> Work request
Repeat word for word the stretch of the vision transformers article that opens with the words containing "Transformers won vision" and closes with "around image structure.".

Pretraining and Attention Infrastructure Made Vision Transformers Practical

Isaac RobinsonAI EngineerFriday, May 8, 202610 min read

Isaac Robinson of Roboflow argues that transformers overtook convolutional networks in vision not because images stopped needing visual structure, but because that structure moved from hand-built architecture into pretraining, scaling and tooling. In his account, ViT-style models first lacked the inductive biases and efficiency that made CNNs dominant, but self-supervised vision pretraining and attention infrastructure from the LLM world made the simpler architecture practical. Robinson frames the next problem as deployment: turning large foundation backbones into model families that can meet real latency, cost and hardware constraints.

Transformers won vision by learning the biases they lacked

Isaac Robinson frames the modern shift in vision models as a counterintuitive result: the architecture that looked least naturally suited to images ended up beating the architecture built around image structure.

Convolutional neural networks began with what Robinson calls an “excellent inductive bias.” A convolutional filter moves across an image, and the same activation can fire regardless of whether the object appears in the upper left or bottom right. A person is a person wherever they appear. That locality and translation invariance made CNNs the obvious substrate for vision, and it supported the long line of hierarchical image models, including ResNets.

Transformers entered with the opposite profile. In Robinson’s description, a Transformer is “just a set of tokens” processed by a set-to-set operation. It has no native visual bias. Any bias has to be injected. In an autoregressive language model, for example, the causal mask imposes sequence modeling. In vision, the original Vision Transformer did the simplest possible thing: split an image into patches, linearly project the flattened patches, add learned positional encodings, and pass the resulting tokens into a Transformer encoder.

That simplicity carried two obvious liabilities. First, it removed the image-specific bias that had made CNNs so effective. The model did not inherently know that the same feature should behave similarly in different image locations. Second, Robinson says, the compute scaling was ugly. With 16-by-16 patches, a side length of $n$ produces $n /16$ patches along a dimension, but full attention across image patches leads to what he describes as $n^{4}$ scaling with resolution.

> Given information
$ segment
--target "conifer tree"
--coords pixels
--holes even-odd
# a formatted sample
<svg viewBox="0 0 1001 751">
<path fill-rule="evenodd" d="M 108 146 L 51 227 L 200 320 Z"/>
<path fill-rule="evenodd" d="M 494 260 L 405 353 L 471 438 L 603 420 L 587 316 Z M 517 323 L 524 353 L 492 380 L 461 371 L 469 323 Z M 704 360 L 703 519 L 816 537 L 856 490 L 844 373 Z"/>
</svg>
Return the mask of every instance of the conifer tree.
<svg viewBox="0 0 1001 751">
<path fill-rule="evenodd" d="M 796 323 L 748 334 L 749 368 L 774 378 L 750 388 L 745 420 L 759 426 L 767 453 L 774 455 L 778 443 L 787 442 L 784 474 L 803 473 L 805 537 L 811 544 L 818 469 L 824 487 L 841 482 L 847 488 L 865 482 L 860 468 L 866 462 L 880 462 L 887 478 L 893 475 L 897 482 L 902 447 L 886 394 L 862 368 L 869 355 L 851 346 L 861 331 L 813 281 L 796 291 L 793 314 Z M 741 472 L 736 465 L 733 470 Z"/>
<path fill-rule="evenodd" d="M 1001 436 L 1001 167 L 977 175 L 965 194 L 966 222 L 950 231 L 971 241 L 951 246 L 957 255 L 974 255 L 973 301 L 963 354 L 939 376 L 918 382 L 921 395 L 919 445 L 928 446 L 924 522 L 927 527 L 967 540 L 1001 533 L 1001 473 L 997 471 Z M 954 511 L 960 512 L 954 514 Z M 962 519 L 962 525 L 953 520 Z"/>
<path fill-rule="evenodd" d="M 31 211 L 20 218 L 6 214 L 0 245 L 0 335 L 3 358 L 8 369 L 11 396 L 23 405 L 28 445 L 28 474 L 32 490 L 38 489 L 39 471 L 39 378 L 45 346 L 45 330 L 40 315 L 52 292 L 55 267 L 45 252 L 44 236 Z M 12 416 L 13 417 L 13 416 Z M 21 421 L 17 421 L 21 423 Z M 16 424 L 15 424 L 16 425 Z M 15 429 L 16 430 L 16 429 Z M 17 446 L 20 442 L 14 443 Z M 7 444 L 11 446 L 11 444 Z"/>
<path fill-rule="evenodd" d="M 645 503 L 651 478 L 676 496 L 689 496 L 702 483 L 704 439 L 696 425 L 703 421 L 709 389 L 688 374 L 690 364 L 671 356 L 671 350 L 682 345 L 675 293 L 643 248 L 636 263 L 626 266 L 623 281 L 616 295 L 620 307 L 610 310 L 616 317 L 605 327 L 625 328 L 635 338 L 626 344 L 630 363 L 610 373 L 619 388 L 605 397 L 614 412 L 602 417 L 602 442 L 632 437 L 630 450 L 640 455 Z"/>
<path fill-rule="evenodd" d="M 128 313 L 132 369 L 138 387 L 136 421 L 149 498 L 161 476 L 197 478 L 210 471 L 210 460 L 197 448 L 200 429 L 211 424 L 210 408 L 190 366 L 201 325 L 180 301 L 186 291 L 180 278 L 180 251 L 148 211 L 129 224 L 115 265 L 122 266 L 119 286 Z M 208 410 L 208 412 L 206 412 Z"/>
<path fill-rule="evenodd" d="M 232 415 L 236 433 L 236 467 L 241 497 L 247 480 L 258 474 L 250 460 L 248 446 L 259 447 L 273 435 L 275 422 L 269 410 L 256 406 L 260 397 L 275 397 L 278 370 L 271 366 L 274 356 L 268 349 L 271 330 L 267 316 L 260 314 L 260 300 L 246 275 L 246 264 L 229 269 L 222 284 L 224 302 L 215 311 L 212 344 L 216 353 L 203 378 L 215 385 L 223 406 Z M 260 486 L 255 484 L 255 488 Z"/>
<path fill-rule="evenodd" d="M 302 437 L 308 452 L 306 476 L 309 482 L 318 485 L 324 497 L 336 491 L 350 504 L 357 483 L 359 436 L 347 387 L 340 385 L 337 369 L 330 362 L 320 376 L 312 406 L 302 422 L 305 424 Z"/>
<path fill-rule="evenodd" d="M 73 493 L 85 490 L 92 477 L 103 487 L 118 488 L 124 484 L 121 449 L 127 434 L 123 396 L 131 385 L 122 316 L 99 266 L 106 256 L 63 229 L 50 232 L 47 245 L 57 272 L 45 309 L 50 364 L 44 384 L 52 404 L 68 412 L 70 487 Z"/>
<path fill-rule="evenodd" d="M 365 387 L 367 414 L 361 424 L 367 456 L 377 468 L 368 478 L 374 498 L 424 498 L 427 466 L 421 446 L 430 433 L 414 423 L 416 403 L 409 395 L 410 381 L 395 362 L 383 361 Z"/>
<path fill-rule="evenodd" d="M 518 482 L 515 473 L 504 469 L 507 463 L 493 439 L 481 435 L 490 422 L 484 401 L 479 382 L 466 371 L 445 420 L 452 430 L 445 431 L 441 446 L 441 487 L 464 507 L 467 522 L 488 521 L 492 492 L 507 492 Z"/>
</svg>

> Written answer
Transformers won vision by learning the biases they lacked

Isaac Robinson frames the modern shift in vision models as a counterintuitive result: the architecture that looked least naturally suited to images ended up beating the architecture built around image structure.